What needs to be done — Swap "keypoint" for "marker" in the listing, from the line with "Task: place one keypoint on every instance of the knit" through the end, and give those lines again with nothing else changed.

==== Input material

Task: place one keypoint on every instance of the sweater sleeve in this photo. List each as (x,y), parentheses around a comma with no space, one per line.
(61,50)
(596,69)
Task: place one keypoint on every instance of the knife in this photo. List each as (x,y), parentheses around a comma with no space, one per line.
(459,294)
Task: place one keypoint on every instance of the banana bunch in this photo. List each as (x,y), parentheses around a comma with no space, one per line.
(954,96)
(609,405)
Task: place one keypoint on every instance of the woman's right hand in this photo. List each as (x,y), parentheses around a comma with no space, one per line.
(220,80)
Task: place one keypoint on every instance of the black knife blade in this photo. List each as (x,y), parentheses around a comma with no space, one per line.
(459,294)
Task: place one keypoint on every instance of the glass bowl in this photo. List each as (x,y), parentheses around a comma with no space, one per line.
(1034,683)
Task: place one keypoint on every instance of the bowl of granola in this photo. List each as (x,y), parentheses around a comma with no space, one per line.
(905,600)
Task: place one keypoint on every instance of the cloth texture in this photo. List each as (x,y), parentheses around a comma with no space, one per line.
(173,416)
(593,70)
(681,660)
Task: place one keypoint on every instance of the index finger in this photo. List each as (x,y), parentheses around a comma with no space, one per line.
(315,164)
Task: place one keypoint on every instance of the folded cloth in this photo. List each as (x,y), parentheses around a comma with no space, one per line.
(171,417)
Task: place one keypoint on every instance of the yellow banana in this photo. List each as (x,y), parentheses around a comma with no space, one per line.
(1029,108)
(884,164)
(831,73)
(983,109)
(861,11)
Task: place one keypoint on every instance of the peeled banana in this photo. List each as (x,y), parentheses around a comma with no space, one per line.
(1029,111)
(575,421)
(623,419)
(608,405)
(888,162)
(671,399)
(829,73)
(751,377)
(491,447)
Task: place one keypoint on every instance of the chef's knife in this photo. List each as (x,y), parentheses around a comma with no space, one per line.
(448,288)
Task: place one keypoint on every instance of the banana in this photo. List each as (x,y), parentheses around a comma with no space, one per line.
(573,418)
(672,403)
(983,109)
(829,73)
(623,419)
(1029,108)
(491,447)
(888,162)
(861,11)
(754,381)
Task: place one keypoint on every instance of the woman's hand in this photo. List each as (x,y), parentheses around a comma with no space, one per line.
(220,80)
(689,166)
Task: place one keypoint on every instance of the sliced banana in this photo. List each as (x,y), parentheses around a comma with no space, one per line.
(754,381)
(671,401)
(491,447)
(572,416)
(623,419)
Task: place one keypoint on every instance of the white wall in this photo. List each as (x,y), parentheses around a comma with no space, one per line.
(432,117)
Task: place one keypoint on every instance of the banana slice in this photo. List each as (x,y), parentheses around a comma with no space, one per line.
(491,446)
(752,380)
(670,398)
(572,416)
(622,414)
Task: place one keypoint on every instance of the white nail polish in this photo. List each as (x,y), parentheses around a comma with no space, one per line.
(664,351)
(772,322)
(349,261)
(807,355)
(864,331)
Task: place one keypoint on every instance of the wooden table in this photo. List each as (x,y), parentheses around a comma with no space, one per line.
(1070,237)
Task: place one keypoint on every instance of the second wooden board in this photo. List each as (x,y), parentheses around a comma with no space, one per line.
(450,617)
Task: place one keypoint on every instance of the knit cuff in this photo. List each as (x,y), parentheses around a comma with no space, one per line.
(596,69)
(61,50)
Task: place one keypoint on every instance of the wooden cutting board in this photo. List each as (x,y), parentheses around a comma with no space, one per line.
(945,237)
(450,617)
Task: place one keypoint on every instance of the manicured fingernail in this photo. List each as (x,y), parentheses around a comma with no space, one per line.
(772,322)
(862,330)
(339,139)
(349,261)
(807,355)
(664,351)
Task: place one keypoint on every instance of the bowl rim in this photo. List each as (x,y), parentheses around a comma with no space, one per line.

========

Result of the task —
Task: place one marker on every instance of the knit cuff in this photo. List each as (x,y), parentheses around a comma with no space, one per line.
(596,69)
(61,50)
Task: place one marker on every instance of the wooden cutting board in this photo. List each as (x,y), parentheses around a comma with no space, one per line.
(945,237)
(450,617)
Task: place one marker on every instance of the manicured fingernail in this photo. List each as (x,y), parentheses around a comma with no space, one per line.
(772,322)
(862,330)
(339,139)
(349,261)
(807,355)
(664,351)
Task: place one marker on every instance of the bowl rim in this photo. List each as (x,y), parentheses around a comma with no space, one per line.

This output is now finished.